* [YOUR GOAL] Show each line of the data below that contains the word "post".

[Saved data entries]
.....

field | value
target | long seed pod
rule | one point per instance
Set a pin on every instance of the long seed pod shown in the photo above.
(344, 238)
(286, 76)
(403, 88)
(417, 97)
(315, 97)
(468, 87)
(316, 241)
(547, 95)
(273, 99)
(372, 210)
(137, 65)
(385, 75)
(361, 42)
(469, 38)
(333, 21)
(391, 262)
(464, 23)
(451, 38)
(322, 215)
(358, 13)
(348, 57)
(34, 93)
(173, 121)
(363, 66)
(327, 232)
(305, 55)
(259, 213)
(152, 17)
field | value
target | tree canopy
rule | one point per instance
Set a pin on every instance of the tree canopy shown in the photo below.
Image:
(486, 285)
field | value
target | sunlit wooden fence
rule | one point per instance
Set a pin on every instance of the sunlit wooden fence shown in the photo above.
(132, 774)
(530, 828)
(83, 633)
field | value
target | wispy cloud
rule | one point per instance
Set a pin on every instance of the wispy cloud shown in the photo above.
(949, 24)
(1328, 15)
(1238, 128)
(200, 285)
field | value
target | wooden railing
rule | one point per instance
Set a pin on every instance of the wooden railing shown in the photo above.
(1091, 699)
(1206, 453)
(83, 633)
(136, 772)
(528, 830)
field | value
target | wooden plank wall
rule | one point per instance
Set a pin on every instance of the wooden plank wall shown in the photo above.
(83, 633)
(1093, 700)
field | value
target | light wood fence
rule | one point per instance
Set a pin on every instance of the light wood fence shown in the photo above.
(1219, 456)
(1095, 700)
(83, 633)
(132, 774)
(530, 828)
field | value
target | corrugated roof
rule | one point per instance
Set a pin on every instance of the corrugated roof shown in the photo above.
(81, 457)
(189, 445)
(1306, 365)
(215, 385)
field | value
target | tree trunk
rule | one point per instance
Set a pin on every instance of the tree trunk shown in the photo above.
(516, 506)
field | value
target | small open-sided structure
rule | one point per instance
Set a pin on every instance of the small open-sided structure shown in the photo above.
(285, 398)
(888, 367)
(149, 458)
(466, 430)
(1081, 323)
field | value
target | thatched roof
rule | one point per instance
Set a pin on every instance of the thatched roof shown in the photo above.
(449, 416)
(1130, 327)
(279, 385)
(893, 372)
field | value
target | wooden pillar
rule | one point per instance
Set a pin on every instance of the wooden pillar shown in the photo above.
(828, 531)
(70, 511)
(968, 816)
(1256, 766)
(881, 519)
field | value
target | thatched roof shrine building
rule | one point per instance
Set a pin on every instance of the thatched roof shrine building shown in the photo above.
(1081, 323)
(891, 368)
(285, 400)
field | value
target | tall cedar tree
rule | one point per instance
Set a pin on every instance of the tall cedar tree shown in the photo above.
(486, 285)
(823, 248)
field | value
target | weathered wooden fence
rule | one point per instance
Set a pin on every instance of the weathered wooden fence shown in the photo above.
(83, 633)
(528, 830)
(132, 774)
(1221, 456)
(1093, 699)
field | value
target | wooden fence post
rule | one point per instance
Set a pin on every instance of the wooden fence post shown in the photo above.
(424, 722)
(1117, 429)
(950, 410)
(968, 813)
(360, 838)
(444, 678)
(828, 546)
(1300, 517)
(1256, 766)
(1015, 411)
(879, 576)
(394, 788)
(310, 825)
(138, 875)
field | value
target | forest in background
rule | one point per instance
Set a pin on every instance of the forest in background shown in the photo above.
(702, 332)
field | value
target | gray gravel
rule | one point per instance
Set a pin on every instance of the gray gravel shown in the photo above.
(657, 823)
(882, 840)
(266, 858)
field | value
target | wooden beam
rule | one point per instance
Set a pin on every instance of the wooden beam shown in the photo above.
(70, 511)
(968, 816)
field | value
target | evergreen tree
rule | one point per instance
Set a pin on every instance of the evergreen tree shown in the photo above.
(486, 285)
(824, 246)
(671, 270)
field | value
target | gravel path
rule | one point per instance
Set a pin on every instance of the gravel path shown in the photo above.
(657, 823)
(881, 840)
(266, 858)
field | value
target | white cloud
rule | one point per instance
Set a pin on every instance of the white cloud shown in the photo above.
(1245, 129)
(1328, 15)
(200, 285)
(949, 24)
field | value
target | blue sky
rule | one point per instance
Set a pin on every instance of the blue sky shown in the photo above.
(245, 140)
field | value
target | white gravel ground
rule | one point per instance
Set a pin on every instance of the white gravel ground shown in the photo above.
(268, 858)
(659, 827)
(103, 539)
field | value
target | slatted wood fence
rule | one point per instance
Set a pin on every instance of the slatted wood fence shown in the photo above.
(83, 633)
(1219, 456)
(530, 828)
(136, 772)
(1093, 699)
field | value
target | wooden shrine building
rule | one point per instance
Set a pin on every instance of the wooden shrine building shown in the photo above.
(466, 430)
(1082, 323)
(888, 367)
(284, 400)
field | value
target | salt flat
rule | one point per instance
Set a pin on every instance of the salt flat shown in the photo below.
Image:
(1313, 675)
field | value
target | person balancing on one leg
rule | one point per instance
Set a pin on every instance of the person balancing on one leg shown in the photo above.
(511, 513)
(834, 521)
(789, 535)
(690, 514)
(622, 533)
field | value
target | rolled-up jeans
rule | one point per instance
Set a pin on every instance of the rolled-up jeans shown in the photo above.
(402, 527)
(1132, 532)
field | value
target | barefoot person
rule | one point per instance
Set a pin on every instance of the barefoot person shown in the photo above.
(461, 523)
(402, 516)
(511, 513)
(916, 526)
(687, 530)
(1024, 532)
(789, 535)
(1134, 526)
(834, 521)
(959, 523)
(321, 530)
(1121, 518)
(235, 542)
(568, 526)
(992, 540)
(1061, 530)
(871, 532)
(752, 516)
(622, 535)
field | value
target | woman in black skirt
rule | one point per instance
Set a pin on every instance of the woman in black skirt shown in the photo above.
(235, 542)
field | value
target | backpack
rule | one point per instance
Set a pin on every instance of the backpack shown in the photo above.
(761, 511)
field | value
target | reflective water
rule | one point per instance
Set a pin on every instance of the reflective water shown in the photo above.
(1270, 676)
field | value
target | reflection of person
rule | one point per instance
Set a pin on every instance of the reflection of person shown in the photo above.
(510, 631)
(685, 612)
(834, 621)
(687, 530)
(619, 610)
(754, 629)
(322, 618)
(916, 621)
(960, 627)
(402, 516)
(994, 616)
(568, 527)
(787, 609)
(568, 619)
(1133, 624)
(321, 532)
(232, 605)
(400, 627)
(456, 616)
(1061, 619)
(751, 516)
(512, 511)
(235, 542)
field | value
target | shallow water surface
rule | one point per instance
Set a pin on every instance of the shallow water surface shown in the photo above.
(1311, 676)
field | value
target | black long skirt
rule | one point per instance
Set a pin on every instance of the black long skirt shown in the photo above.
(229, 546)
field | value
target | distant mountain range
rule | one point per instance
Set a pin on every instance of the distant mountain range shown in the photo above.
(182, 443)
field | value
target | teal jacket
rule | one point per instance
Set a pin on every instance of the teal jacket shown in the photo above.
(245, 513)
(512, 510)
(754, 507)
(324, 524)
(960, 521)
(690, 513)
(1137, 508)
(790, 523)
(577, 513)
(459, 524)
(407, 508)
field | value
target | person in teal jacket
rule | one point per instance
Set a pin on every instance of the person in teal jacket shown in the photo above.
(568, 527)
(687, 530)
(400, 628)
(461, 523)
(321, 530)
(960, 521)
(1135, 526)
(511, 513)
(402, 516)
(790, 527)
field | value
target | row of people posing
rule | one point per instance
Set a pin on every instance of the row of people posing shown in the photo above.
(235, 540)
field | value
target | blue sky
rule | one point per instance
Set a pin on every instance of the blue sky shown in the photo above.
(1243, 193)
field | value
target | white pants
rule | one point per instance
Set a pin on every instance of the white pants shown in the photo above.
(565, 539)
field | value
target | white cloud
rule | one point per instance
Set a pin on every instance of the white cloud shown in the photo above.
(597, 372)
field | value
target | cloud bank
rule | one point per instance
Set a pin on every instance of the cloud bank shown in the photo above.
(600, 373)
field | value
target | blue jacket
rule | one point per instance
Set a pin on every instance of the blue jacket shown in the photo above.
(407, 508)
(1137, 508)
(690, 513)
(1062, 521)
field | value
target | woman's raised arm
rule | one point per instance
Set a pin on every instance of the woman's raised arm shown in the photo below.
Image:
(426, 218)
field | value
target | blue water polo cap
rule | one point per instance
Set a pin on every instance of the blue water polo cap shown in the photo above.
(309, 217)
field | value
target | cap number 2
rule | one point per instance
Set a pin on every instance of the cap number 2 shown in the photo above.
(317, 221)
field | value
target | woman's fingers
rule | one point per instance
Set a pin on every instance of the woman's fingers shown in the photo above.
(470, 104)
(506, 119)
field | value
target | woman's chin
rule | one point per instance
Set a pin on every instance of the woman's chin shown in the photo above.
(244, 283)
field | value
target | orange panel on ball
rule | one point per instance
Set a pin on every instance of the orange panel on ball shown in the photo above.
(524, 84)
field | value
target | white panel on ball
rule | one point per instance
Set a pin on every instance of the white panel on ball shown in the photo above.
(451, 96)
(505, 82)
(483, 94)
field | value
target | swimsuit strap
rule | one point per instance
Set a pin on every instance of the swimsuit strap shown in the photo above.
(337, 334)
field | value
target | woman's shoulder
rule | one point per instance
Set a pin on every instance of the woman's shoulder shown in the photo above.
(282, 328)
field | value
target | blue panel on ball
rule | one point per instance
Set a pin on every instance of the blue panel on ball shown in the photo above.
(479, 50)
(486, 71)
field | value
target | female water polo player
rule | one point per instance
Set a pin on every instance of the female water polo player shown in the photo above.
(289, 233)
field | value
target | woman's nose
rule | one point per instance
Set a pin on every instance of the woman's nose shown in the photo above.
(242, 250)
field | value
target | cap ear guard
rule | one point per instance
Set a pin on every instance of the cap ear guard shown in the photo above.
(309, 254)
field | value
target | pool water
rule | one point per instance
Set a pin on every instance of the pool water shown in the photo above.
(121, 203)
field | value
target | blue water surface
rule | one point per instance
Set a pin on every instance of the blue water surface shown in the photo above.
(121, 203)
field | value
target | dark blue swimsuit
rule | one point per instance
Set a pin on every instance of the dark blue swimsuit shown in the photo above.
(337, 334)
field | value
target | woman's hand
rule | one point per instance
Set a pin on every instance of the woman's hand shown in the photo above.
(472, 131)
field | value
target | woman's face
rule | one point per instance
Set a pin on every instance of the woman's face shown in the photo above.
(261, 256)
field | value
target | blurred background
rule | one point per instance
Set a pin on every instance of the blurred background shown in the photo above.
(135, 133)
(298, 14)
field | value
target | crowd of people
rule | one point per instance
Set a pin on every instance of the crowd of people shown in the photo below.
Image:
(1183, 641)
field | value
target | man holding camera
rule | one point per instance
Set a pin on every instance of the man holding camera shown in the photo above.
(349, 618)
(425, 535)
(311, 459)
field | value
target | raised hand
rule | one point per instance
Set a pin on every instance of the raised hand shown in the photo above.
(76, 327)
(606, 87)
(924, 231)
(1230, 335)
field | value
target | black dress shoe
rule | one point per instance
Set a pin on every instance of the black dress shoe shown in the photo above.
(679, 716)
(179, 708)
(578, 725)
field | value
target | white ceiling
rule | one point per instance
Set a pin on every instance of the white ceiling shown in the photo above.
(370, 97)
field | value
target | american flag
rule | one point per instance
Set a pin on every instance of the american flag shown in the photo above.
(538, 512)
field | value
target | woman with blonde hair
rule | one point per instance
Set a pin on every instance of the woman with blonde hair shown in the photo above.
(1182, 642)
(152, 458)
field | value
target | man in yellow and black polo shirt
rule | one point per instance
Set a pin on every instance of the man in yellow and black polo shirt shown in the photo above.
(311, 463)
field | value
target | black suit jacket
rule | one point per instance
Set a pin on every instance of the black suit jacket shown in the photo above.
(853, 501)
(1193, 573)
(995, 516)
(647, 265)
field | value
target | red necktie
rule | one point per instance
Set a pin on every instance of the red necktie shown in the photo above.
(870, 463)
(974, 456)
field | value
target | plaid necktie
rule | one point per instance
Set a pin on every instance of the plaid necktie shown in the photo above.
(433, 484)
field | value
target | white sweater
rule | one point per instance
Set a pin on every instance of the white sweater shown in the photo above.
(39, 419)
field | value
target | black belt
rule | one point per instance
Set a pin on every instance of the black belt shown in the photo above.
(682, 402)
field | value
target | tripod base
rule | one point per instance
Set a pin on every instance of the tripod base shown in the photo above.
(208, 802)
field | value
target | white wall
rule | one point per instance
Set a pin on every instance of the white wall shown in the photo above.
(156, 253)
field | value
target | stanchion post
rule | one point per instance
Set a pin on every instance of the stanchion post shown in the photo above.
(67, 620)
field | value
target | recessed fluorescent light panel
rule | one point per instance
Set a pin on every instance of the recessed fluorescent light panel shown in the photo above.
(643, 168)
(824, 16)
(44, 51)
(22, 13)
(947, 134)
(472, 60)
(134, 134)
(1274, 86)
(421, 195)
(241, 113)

.....

* [ANSWER FOR THIS EXERCISE]
target | wooden fence post
Set a pin on every instance of the wooden fence post shown in the photo above.
target | stanchion post
Set a pin on every instance of the stanchion post shown in the photo above.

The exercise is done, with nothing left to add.